* _Your objective_
Transcribe the records below exactly.

* _Listed records_
Start

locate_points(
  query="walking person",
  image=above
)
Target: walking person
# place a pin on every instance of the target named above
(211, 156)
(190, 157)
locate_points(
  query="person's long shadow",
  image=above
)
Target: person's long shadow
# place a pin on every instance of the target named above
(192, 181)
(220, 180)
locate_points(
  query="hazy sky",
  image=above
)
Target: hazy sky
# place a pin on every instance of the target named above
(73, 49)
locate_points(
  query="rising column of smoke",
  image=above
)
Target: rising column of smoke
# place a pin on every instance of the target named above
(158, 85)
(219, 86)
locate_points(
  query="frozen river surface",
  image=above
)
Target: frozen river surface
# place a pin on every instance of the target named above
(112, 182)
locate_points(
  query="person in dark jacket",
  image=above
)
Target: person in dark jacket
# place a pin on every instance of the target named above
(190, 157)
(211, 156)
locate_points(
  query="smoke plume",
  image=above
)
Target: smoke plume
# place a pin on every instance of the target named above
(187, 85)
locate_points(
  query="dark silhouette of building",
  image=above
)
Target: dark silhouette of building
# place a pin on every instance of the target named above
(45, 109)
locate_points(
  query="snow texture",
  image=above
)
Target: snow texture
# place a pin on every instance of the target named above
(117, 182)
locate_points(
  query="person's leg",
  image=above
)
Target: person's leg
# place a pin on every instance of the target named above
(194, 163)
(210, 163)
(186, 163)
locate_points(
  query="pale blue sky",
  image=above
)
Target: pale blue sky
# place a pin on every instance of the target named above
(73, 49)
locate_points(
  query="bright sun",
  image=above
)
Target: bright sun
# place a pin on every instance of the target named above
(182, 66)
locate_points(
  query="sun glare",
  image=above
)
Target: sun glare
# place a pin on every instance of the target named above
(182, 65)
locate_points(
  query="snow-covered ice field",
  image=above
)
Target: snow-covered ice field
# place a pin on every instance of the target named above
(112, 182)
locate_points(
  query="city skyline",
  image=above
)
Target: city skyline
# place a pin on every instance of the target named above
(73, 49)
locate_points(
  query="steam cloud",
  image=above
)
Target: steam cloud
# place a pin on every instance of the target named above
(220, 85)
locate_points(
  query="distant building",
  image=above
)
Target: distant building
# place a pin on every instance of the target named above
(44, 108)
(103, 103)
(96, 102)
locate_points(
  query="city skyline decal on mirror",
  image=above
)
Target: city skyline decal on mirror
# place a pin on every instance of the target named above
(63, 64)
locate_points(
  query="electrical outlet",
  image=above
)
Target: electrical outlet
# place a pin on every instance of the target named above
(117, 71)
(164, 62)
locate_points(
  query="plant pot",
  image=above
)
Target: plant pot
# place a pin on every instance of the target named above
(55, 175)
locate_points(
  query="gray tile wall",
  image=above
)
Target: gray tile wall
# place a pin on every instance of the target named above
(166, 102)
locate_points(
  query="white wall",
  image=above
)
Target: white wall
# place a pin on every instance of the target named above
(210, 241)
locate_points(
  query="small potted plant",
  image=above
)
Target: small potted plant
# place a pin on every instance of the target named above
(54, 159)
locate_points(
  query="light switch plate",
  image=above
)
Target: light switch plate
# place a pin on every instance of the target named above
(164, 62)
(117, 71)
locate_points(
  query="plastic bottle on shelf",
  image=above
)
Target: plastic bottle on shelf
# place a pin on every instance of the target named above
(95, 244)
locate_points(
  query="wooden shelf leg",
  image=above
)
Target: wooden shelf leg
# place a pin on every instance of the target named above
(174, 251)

End

* _Exercise response_
locate_points(
  query="walking person",
  image=above
)
Target: walking person
# place a pin on every instance of the target named above
(211, 156)
(190, 157)
locate_points(
  query="person's long shadow",
  image=above
)
Target: person's long shadow
# place a pin on every instance of the target named above
(192, 181)
(220, 180)
locate_points(
  query="hazy sky",
  image=above
)
Target: hazy sky
# place a pin on every instance of the target named above
(73, 49)
locate_points(
  query="rising column of smoke",
  image=above
)
Target: rising column of smoke
# place a pin on every instance of the target named above
(158, 85)
(219, 86)
locate_points(
  query="frozen river surface",
  image=above
)
Target: frozen river surface
# place a pin on every instance of the target named above
(112, 182)
locate_points(
  query="person in dark jacket",
  image=above
)
Target: person in dark jacket
# place a pin on every instance of the target named above
(190, 157)
(211, 156)
locate_points(
  query="smoke plume",
  image=above
)
Target: smoke plume
# place a pin on every instance of the target named above
(187, 85)
locate_points(
  query="dark silhouette of building",
  image=above
)
Target: dark silhouette of building
# place a pin on every instance of the target named above
(45, 109)
locate_points(
  query="snow texture",
  image=above
)
Target: snow texture
# place a pin on every instance of the target named above
(117, 182)
locate_points(
  query="person's leg",
  image=above
)
Target: person's leg
# place a pin on every instance of the target named above
(194, 163)
(210, 163)
(186, 163)
locate_points(
  query="pale blue sky",
  image=above
)
Target: pale blue sky
# place a pin on every instance of the target named above
(73, 49)
locate_points(
  query="bright sun",
  image=above
)
Target: bright sun
# place a pin on every instance of the target named above
(182, 66)
locate_points(
  query="sun glare",
  image=above
)
Target: sun glare
# place a pin on every instance of the target named above
(182, 65)
locate_points(
  query="snow-covered ice field",
  image=above
)
Target: snow-covered ice field
# place a pin on every instance of the target named above
(112, 182)
locate_points(
  query="city skyline",
  image=above
)
Target: city skyline
# place a pin on every instance of the target named above
(73, 49)
locate_points(
  query="steam cloud",
  image=above
)
Target: steam cloud
# place a pin on every instance of the target named above
(220, 85)
locate_points(
  query="distant building",
  image=above
)
Target: distant building
# place a pin on every instance of the target named above
(44, 108)
(103, 103)
(96, 102)
locate_points(
  query="city skyline decal on mirror",
  image=above
)
Target: city skyline decal on mirror
# place a pin on every instance of the target named above
(63, 64)
locate_points(
  query="electrical outlet",
  image=above
)
Target: electrical outlet
# place a pin on every instance of the target named above
(117, 71)
(164, 62)
locate_points(
  query="plant pot",
  image=above
)
Target: plant pot
# place a pin on every instance of the target named above
(55, 175)
locate_points(
  query="gray tile wall",
  image=above
)
Target: gray tile wall
# place a pin on every instance of the target named above
(166, 102)
locate_points(
  query="white wall",
  image=above
)
Target: white wall
# place a pin on every instance of the target named above
(210, 241)
locate_points(
  query="small potted plant",
  image=above
)
Target: small potted plant
# place a pin on every instance of the target named above
(54, 159)
locate_points(
  query="light switch plate",
  image=above
)
Target: light switch plate
# place a pin on every instance of the target named above
(164, 62)
(117, 71)
locate_points(
  query="plastic bottle on shelf",
  image=above
)
Target: plastic bottle on shelf
# place a pin on every instance of the target named above
(95, 244)
locate_points(
  query="wooden shelf leg",
  image=above
)
Target: wooden shelf leg
# place a pin on every instance of the target named above
(174, 251)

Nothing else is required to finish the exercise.